● What you will do: Can you filter the records below down to the lines that contain the string "black"? Copy every such line.

● Supplied records:
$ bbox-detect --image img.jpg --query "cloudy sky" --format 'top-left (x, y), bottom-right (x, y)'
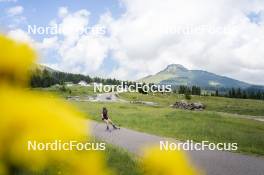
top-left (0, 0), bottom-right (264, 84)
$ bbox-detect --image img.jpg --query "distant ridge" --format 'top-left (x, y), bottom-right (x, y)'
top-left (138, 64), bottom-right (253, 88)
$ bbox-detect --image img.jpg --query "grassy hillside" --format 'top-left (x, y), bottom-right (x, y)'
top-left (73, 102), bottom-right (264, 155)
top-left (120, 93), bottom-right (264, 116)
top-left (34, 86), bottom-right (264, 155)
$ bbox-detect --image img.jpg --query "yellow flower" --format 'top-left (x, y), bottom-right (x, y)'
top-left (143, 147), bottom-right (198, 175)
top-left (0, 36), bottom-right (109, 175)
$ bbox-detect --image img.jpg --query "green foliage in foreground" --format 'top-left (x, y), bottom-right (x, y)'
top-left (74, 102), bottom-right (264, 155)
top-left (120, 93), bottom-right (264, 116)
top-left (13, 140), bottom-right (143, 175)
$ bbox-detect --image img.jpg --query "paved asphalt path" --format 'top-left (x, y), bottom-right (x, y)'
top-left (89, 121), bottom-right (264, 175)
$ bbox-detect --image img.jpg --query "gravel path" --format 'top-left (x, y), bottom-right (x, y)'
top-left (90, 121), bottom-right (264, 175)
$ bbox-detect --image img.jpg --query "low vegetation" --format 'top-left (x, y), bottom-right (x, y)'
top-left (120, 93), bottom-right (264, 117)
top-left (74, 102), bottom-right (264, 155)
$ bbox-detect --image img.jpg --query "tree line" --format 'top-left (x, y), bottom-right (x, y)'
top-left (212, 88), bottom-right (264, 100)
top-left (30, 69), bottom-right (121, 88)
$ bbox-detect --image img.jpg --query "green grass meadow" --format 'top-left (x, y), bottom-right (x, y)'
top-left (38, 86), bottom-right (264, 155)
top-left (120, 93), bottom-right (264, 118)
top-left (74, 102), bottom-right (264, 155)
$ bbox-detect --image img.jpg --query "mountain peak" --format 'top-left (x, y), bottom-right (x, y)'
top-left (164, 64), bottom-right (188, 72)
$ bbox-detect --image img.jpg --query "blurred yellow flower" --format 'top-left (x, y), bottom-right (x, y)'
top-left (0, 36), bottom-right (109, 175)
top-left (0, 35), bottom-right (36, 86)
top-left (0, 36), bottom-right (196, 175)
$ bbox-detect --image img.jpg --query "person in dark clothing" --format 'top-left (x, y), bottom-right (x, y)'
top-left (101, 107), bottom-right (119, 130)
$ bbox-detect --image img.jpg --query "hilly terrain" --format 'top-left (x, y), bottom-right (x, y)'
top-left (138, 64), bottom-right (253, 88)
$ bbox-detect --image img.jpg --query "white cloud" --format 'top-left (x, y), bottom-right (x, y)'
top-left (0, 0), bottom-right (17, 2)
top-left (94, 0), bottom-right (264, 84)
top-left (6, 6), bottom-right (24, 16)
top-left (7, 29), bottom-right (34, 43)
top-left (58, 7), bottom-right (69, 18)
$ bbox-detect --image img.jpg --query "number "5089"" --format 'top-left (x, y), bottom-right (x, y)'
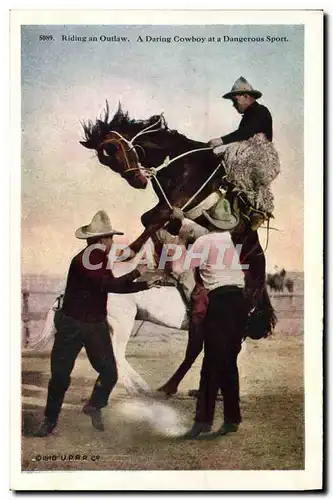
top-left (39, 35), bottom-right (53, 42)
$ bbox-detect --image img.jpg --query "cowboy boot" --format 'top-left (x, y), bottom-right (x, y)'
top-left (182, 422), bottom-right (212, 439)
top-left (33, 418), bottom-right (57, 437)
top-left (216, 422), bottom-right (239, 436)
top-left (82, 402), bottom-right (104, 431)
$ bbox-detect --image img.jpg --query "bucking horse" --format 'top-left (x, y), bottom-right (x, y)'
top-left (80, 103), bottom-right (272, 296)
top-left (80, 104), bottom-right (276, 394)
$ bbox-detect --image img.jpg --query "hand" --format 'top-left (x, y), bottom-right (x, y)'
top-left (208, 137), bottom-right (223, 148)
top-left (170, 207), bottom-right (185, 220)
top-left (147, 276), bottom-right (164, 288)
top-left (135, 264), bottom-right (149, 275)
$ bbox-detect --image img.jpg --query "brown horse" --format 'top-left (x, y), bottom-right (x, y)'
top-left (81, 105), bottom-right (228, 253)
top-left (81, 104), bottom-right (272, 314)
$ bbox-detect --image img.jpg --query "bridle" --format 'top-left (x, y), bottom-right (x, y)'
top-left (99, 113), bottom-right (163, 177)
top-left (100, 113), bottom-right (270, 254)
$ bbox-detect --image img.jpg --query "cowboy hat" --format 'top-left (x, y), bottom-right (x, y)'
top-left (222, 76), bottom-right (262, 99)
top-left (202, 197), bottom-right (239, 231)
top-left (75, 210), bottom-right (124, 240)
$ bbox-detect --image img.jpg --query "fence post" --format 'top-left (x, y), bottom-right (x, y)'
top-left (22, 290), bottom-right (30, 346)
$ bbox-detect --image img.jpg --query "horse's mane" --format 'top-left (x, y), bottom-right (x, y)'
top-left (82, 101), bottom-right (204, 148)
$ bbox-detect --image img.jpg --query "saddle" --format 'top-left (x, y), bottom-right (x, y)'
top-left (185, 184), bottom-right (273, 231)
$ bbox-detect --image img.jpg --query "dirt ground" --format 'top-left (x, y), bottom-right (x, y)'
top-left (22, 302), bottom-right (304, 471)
...
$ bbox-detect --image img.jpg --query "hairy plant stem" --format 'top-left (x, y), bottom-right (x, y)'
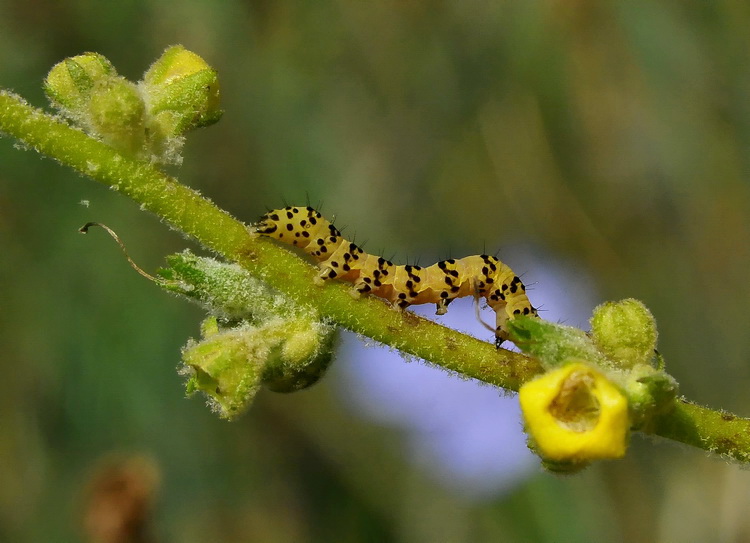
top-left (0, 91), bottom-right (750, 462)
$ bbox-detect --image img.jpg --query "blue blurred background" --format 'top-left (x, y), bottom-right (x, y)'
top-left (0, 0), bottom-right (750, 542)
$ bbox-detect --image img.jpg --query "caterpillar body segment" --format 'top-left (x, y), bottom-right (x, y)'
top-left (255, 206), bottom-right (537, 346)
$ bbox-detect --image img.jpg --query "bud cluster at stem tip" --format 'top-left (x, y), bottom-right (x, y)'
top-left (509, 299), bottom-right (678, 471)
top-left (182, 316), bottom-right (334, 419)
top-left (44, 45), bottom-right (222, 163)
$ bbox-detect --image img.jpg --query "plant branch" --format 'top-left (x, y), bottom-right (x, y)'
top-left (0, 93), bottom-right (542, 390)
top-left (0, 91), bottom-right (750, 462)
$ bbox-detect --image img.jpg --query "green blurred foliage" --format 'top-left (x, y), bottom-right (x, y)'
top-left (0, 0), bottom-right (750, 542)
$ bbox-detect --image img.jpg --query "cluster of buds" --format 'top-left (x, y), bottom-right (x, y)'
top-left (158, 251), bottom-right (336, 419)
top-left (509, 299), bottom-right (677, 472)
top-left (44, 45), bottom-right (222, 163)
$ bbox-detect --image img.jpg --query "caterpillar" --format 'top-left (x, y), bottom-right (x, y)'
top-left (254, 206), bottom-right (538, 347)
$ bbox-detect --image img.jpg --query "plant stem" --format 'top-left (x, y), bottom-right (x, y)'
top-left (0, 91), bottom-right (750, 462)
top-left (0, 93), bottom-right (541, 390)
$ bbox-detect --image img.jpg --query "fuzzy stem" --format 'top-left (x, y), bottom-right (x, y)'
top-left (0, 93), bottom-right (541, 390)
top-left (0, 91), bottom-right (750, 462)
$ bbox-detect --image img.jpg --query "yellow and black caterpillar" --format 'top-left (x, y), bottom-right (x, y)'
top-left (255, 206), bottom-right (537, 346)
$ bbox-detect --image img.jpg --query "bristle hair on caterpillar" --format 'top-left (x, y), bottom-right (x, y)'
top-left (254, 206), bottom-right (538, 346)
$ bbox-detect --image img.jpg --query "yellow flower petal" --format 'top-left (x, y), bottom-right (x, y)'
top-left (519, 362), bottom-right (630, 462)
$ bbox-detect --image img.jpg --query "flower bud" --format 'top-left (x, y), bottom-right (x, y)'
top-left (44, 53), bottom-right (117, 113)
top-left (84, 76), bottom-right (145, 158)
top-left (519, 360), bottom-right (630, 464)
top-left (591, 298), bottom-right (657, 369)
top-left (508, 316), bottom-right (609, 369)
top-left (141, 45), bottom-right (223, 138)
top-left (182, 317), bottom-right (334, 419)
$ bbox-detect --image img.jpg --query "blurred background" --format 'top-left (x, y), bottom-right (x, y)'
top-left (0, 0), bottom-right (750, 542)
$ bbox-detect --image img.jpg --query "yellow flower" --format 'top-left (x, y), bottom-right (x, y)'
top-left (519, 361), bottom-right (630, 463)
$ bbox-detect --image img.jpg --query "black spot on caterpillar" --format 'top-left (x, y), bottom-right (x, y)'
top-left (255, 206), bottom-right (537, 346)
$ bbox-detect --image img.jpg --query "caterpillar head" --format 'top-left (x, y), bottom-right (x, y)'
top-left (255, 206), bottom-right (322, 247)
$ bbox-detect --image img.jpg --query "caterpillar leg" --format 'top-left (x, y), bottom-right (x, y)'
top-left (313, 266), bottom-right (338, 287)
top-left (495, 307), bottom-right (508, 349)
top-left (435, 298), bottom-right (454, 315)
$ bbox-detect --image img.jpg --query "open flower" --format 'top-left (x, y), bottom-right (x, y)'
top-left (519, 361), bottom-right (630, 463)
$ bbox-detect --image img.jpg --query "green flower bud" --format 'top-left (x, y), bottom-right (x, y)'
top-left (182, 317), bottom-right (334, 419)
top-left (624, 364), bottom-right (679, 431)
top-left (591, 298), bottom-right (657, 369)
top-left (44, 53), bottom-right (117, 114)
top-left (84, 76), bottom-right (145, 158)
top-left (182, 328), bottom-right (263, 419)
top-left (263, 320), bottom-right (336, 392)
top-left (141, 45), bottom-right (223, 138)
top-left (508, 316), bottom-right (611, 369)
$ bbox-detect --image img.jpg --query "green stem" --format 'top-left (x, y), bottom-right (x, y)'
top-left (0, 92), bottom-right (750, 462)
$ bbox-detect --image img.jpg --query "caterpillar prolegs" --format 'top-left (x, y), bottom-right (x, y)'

● Problem solution:
$ bbox-detect --image img.jpg --query "yellow and black caterpillar" --format 'top-left (x, y), bottom-right (x, y)'
$ bbox-detect --image img.jpg --query "black spot on caterpillar" --format 'top-left (x, y), bottom-right (x, y)'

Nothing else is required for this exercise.